> Directions: Every entry below needs to be printed again exactly, with its pictures left out.

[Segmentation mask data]
··········

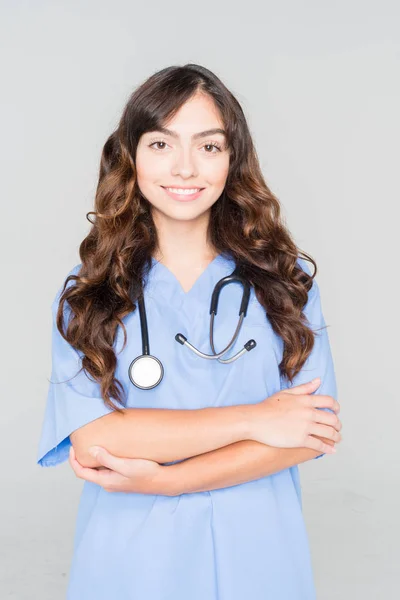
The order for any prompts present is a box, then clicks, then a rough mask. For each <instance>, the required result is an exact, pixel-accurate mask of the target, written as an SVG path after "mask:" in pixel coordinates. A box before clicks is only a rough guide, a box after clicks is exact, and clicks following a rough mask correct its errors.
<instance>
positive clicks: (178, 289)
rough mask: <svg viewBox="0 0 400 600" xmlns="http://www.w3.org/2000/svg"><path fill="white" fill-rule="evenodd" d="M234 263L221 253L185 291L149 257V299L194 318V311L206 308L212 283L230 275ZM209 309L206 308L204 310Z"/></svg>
mask: <svg viewBox="0 0 400 600" xmlns="http://www.w3.org/2000/svg"><path fill="white" fill-rule="evenodd" d="M235 266H236V264H235V260H234V258H233V257H232V256H231V255H230V253H229V252H221V253H220V254H218V255H217V256H216V257H215V258H214V259H213V260H212V261H211V262H209V263H208V265H207V266H206V268H205V269H204V270H203V271H202V272H201V273H200V275H199V276H198V277H197V279H196V281H195V282H194V284H193V285H192V287H191V288H190V290H188V291H187V292H185V291H184V289H183V288H182V286H181V284H180V283H179V281H178V279H177V278H176V276H175V275H174V274H173V273H172V271H170V270H169V269H168V268H167V267H166V266H165V265H163V264H162V263H161V262H159V261H157V260H156V259H154V258H153V257H152V265H151V268H150V272H149V274H148V279H147V281H146V288H147V295H148V299H149V300H150V301H151V300H155V302H156V303H157V302H158V301H160V300H162V302H165V303H166V305H168V306H169V307H170V308H172V307H174V308H175V309H177V310H183V309H184V307H185V310H187V311H188V314H192V315H193V316H194V314H195V311H203V309H204V306H207V307H209V306H210V302H211V294H212V291H213V289H214V286H215V284H216V283H217V282H218V281H219V280H220V279H222V278H223V277H225V276H226V275H230V274H231V273H232V271H233V270H234V269H235ZM207 310H208V309H207Z"/></svg>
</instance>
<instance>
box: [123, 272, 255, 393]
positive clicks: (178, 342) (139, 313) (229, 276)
mask: <svg viewBox="0 0 400 600" xmlns="http://www.w3.org/2000/svg"><path fill="white" fill-rule="evenodd" d="M229 283H240V284H241V285H242V287H243V294H242V301H241V304H240V310H239V321H238V324H237V326H236V329H235V332H234V334H233V337H232V339H231V340H230V342H229V344H228V345H227V346H226V347H225V348H224V349H223V350H222V351H221V352H216V351H215V347H214V318H215V315H216V314H217V310H218V299H219V294H220V292H221V290H222V288H223V287H225V286H226V285H228V284H229ZM249 299H250V284H249V283H248V281H246V279H244V278H243V277H242V276H241V275H240V273H239V269H238V268H237V267H236V268H235V270H234V271H233V273H231V275H228V276H227V277H223V278H222V279H221V280H220V281H218V282H217V284H216V285H215V288H214V290H213V293H212V296H211V303H210V345H211V350H212V352H213V354H205V353H204V352H201V351H200V350H198V349H197V348H195V347H194V346H193V345H192V344H191V343H190V342H189V341H188V339H187V337H186V336H184V335H183V333H177V334H176V336H175V340H176V341H177V342H178V343H179V344H181V345H182V346H187V347H188V348H190V350H192V351H193V352H194V353H195V354H197V355H198V356H200V357H202V358H208V359H213V360H215V359H217V360H218V361H219V362H221V363H224V364H228V363H231V362H233V361H235V360H237V359H238V358H239V357H240V356H242V355H243V354H244V353H245V352H250V351H251V350H253V348H255V347H256V345H257V344H256V342H255V340H248V341H247V342H246V343H245V344H244V346H243V348H242V349H241V350H240V351H239V352H237V353H236V354H234V355H233V356H231V357H230V358H227V359H223V358H222V356H223V355H224V354H226V352H228V350H229V349H230V348H231V347H232V346H233V345H234V343H235V342H236V340H237V339H238V336H239V332H240V329H241V327H242V323H243V319H244V317H245V316H246V314H247V309H248V306H249ZM138 306H139V316H140V330H141V335H142V354H141V355H140V356H137V357H136V358H135V359H134V360H133V361H132V362H131V364H130V365H129V368H128V374H129V379H130V380H131V382H132V383H133V385H135V386H136V387H137V388H139V389H142V390H150V389H152V388H154V387H156V386H157V385H158V384H159V383H160V381H161V380H162V378H163V376H164V367H163V364H162V362H161V361H160V360H159V359H158V358H157V357H155V356H152V355H151V354H150V344H149V332H148V327H147V317H146V308H145V304H144V293H143V290H142V292H141V294H140V296H139V298H138Z"/></svg>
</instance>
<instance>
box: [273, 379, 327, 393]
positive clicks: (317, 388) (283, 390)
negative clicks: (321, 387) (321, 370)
mask: <svg viewBox="0 0 400 600" xmlns="http://www.w3.org/2000/svg"><path fill="white" fill-rule="evenodd" d="M320 385H321V378H320V377H316V378H315V379H312V380H311V381H307V382H306V383H301V384H300V385H294V386H293V387H291V388H286V389H284V390H282V392H287V393H288V394H311V393H312V392H314V391H315V390H317V389H318V388H319V386H320Z"/></svg>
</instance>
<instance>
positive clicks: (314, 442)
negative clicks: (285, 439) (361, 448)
mask: <svg viewBox="0 0 400 600" xmlns="http://www.w3.org/2000/svg"><path fill="white" fill-rule="evenodd" d="M305 447H306V448H311V449H312V450H317V452H320V453H324V454H334V453H335V452H336V448H335V447H334V446H331V445H330V444H325V443H324V442H323V441H322V440H319V439H317V438H314V437H312V435H309V436H307V439H306V442H305Z"/></svg>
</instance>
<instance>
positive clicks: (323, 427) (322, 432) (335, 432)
mask: <svg viewBox="0 0 400 600" xmlns="http://www.w3.org/2000/svg"><path fill="white" fill-rule="evenodd" d="M310 435H317V436H321V437H325V438H328V439H331V440H333V441H334V442H336V443H339V442H340V441H341V440H342V434H341V433H340V432H339V431H336V429H335V428H334V427H329V425H319V424H318V423H314V424H313V425H312V426H311V427H310Z"/></svg>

··········

> Result of the exercise:
The order for any prompts present is a box, then clicks, then a rough mask. For each <instance>, the required result is an exact, pixel-accurate mask of the target, written as an SVG path after "mask:" in pixel coordinates. A box before clicks is only a rough guide, a box after clicks is exact, and clicks following a rough mask correct its errors.
<instance>
positive clicks: (178, 289)
rough mask: <svg viewBox="0 0 400 600" xmlns="http://www.w3.org/2000/svg"><path fill="white" fill-rule="evenodd" d="M234 263L221 253L185 291L149 257V299L194 318V311L206 308L212 283L230 275ZM209 309L206 308L204 310Z"/></svg>
mask: <svg viewBox="0 0 400 600" xmlns="http://www.w3.org/2000/svg"><path fill="white" fill-rule="evenodd" d="M235 266H236V264H235V260H234V258H233V257H232V256H231V255H230V253H229V252H221V253H220V254H218V255H217V256H216V257H215V258H214V259H213V260H212V261H211V262H209V263H208V265H207V266H206V268H205V269H204V270H203V271H202V272H201V273H200V275H199V276H198V277H197V279H196V281H195V282H194V284H193V285H192V287H191V288H190V290H188V291H187V292H185V291H184V289H183V288H182V286H181V284H180V283H179V281H178V279H177V278H176V276H175V275H174V274H173V273H172V271H170V270H169V269H168V268H167V267H166V266H165V265H163V264H162V263H161V262H159V261H157V260H156V259H154V258H153V257H152V265H151V268H150V272H149V274H148V279H147V281H146V288H147V295H148V299H149V300H150V301H151V300H155V302H156V303H157V302H158V301H160V300H162V302H165V303H166V305H168V306H169V307H170V308H172V307H174V308H175V309H177V310H183V309H184V307H185V310H187V311H188V314H192V315H193V316H194V314H195V311H203V309H204V306H207V307H209V306H210V302H211V294H212V291H213V289H214V286H215V284H216V283H217V282H218V281H219V280H220V279H222V278H223V277H225V276H226V275H230V274H231V273H232V271H233V270H234V269H235ZM207 310H208V309H207Z"/></svg>
</instance>
<instance>
box: [123, 272, 255, 393]
positive clicks: (178, 342) (139, 313) (229, 276)
mask: <svg viewBox="0 0 400 600" xmlns="http://www.w3.org/2000/svg"><path fill="white" fill-rule="evenodd" d="M229 283H240V284H241V285H242V287H243V294H242V301H241V304H240V310H239V321H238V324H237V326H236V329H235V332H234V334H233V337H232V339H231V340H230V342H229V344H228V345H227V346H226V347H225V348H224V349H223V350H222V351H221V352H216V351H215V347H214V318H215V315H216V314H217V310H218V299H219V294H220V292H221V290H222V288H223V287H225V286H226V285H228V284H229ZM249 299H250V284H249V283H248V281H246V279H244V278H243V277H242V276H241V275H240V273H239V269H238V268H237V267H236V268H235V270H234V271H233V273H231V275H228V276H227V277H223V278H222V279H221V280H220V281H218V282H217V284H216V285H215V288H214V290H213V293H212V296H211V303H210V345H211V350H212V352H213V354H205V353H204V352H201V351H200V350H198V349H197V348H195V347H194V346H193V345H192V344H191V343H190V342H189V341H188V339H187V337H186V336H184V335H183V333H177V334H176V336H175V340H176V341H177V342H178V343H179V344H181V345H182V346H187V347H188V348H190V350H192V351H193V352H194V353H195V354H197V355H198V356H200V357H202V358H208V359H213V360H215V359H217V360H218V361H219V362H221V363H224V364H228V363H231V362H233V361H235V360H237V359H238V358H239V357H240V356H242V355H243V354H244V353H245V352H250V351H251V350H253V348H255V347H256V345H257V344H256V342H255V340H248V341H247V342H246V343H245V344H244V346H243V348H242V349H241V350H240V351H239V352H237V353H236V354H234V355H233V356H231V357H230V358H227V359H223V358H222V356H223V355H224V354H226V352H228V350H229V349H230V348H231V347H232V346H233V345H234V343H235V342H236V340H237V339H238V336H239V332H240V329H241V327H242V323H243V319H244V317H245V316H246V314H247V309H248V306H249ZM138 306H139V316H140V330H141V335H142V354H141V355H140V356H137V357H136V358H135V359H134V360H133V361H132V362H131V364H130V365H129V368H128V374H129V379H130V380H131V382H132V383H133V385H135V386H136V387H137V388H139V389H142V390H150V389H152V388H154V387H156V386H157V385H158V384H159V383H160V381H161V380H162V378H163V376H164V367H163V364H162V362H161V361H160V360H159V359H158V358H157V357H155V356H152V355H151V354H150V344H149V332H148V327H147V317H146V308H145V304H144V293H143V290H142V292H141V294H140V296H139V298H138Z"/></svg>
</instance>
<instance>
box: [273, 379, 327, 393]
positive clicks: (317, 388) (283, 390)
negative clicks: (321, 387) (321, 370)
mask: <svg viewBox="0 0 400 600" xmlns="http://www.w3.org/2000/svg"><path fill="white" fill-rule="evenodd" d="M320 385H321V378H320V377H316V378H315V379H312V380H311V381H307V382H306V383H301V384H300V385H294V386H293V387H291V388H286V389H284V390H282V392H287V393H288V394H311V393H312V392H314V391H315V390H317V389H318V388H319V386H320Z"/></svg>
</instance>
<instance>
positive clicks: (314, 442)
negative clicks: (285, 439) (361, 448)
mask: <svg viewBox="0 0 400 600" xmlns="http://www.w3.org/2000/svg"><path fill="white" fill-rule="evenodd" d="M305 447H306V448H311V449H312V450H317V452H320V453H324V454H334V453H335V452H336V448H335V447H334V446H331V445H330V444H325V443H324V442H323V441H322V440H319V439H317V438H314V437H312V435H309V436H307V439H306V442H305Z"/></svg>
</instance>
<instance>
positive clicks: (323, 427) (322, 432) (335, 432)
mask: <svg viewBox="0 0 400 600" xmlns="http://www.w3.org/2000/svg"><path fill="white" fill-rule="evenodd" d="M310 435H317V436H321V437H325V438H328V439H331V440H333V441H334V442H336V443H339V442H340V441H341V440H342V434H341V433H340V432H339V431H336V429H335V428H334V427H329V425H319V424H318V423H314V424H313V425H312V426H311V427H310Z"/></svg>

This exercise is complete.